TASK STATEMENT: Whenever a line in the material below includes "rock", copy that line.

PROVIDED RECORDS:
☆ ☆ ☆
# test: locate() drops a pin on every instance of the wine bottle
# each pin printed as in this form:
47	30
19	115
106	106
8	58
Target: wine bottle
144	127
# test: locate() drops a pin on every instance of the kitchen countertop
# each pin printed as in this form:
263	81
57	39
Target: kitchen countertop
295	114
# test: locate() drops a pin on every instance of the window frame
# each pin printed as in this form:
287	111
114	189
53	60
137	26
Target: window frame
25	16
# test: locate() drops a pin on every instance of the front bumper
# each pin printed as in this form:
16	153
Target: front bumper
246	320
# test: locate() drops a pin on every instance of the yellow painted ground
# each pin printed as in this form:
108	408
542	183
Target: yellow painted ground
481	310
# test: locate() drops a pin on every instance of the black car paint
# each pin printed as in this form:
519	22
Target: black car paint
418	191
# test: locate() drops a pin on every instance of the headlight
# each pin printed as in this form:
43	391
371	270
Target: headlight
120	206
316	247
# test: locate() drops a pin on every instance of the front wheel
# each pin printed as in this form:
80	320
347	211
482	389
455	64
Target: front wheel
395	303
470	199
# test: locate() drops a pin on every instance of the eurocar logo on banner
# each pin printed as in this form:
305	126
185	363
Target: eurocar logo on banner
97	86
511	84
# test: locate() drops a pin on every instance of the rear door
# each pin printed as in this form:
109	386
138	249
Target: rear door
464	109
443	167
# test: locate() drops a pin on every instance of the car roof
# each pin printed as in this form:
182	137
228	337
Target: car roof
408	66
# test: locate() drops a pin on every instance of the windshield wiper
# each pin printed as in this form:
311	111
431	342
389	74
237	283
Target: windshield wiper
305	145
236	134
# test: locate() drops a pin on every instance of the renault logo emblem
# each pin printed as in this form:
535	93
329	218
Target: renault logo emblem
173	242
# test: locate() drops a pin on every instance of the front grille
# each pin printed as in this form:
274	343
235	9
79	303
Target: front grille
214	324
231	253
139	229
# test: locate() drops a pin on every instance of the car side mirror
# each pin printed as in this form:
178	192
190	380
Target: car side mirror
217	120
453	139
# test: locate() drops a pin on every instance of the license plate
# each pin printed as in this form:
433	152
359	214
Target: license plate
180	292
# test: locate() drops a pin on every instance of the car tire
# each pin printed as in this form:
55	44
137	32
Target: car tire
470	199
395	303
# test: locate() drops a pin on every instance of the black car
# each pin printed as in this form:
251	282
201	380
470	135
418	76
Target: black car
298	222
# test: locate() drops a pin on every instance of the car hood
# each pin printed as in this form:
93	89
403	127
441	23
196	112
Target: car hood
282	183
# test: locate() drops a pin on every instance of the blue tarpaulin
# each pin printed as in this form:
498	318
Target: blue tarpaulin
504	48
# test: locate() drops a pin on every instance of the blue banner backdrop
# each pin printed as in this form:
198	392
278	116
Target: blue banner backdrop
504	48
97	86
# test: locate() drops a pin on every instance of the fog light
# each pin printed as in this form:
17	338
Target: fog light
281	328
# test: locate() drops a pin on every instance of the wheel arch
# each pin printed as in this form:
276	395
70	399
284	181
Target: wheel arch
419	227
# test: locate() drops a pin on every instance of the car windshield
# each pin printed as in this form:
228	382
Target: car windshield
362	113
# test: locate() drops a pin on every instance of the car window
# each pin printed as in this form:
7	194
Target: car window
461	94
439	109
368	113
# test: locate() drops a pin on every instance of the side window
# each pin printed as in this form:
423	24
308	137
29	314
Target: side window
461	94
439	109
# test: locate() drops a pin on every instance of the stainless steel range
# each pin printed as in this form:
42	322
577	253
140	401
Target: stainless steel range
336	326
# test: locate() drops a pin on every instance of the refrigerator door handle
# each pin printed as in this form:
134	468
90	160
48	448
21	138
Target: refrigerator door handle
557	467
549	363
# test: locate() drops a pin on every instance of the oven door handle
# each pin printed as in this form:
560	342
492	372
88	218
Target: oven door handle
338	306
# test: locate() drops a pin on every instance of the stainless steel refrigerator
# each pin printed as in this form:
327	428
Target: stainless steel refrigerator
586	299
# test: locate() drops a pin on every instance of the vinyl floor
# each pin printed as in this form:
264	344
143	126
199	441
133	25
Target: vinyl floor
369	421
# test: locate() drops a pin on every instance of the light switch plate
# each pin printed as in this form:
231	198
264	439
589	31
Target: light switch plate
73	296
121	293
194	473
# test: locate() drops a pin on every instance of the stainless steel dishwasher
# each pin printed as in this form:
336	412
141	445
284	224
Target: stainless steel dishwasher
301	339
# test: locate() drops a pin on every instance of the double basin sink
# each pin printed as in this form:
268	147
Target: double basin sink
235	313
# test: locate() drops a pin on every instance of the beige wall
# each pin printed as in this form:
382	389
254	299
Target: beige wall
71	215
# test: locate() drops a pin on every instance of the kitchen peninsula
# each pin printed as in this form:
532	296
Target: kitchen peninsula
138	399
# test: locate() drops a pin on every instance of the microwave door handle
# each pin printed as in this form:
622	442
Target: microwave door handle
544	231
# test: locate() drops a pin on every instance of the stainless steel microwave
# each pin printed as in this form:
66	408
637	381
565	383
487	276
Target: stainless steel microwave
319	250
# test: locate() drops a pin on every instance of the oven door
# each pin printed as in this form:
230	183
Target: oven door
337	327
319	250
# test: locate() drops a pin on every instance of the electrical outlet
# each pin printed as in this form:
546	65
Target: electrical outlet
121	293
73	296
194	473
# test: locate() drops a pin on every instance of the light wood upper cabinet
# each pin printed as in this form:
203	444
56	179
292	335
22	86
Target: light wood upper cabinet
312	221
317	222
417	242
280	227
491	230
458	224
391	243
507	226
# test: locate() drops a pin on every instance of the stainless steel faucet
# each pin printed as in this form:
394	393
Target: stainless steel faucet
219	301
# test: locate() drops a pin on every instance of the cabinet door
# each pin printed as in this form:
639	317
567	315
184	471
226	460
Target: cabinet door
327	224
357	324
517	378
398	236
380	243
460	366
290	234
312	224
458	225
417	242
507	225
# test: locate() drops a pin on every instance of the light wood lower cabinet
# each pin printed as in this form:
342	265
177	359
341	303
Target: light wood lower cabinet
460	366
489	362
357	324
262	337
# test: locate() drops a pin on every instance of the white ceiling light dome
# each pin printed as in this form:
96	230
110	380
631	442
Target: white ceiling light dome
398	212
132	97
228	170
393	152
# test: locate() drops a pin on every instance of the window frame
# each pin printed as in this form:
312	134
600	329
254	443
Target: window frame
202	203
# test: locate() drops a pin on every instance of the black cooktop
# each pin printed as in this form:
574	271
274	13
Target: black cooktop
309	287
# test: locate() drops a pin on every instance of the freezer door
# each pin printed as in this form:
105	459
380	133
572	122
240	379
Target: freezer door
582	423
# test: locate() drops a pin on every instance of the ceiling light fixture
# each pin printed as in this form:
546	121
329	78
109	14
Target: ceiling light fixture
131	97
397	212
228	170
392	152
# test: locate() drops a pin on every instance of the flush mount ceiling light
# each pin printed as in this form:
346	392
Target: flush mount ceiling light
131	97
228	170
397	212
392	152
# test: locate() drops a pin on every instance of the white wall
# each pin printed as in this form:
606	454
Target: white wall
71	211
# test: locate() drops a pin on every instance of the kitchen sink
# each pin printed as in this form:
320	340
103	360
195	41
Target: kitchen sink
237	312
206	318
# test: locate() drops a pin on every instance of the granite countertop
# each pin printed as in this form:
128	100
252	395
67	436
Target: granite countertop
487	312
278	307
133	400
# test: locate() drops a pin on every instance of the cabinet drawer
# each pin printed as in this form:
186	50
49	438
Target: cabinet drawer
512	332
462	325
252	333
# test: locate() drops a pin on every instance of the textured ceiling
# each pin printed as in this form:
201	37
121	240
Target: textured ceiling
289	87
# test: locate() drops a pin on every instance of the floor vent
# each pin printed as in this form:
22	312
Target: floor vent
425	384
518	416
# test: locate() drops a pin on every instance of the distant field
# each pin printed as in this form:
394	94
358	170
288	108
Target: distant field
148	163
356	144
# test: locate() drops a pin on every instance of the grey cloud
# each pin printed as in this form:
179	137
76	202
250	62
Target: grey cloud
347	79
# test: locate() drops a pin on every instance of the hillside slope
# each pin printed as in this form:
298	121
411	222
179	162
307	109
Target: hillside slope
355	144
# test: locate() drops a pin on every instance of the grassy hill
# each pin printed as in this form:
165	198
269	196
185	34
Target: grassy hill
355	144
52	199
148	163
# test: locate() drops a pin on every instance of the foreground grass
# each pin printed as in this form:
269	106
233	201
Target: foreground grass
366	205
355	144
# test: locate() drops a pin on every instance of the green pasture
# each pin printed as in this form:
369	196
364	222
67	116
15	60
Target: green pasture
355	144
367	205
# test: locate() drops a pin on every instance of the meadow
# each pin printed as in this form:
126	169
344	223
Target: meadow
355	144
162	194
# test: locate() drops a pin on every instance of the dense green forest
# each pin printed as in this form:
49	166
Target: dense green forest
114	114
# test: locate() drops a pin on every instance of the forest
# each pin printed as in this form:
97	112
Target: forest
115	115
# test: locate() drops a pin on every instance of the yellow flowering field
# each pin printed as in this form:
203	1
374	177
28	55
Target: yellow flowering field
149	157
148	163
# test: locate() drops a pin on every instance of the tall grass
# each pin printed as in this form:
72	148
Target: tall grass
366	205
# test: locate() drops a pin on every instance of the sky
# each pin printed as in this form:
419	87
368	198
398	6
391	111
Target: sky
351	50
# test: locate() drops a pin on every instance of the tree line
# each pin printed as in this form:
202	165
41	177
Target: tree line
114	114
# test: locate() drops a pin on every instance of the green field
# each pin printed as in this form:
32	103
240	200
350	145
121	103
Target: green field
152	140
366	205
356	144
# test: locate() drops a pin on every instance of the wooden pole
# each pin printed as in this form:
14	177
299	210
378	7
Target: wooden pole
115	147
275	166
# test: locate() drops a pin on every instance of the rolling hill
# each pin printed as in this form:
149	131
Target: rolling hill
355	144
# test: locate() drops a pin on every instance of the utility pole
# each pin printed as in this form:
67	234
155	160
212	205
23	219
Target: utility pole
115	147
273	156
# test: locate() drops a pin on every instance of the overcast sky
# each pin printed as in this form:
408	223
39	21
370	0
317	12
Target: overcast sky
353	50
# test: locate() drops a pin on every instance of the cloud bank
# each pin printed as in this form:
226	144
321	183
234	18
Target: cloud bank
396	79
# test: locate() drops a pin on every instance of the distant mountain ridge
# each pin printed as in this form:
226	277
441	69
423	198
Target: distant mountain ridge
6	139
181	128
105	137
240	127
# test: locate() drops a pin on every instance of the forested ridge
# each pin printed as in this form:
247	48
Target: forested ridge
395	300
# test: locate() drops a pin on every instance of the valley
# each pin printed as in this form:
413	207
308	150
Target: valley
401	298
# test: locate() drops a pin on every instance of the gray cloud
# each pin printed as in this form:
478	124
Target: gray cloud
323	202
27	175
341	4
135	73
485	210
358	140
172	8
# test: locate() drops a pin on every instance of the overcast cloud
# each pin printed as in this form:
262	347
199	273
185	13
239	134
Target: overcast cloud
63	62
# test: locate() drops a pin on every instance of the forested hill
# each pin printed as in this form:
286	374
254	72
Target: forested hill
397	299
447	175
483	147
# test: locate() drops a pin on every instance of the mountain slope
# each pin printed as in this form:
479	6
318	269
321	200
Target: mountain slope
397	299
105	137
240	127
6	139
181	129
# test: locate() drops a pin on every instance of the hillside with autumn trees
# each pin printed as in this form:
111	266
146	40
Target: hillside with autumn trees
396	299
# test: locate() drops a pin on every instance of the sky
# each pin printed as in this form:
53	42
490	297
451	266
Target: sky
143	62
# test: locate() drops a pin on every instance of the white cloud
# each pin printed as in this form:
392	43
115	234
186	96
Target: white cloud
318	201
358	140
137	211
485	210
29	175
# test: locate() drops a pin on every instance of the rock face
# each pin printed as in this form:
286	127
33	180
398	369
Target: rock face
☆ ☆ ☆
RESPONSE AREA:
# test: locate() drops a pin on every instance of the rock face
Target: rock face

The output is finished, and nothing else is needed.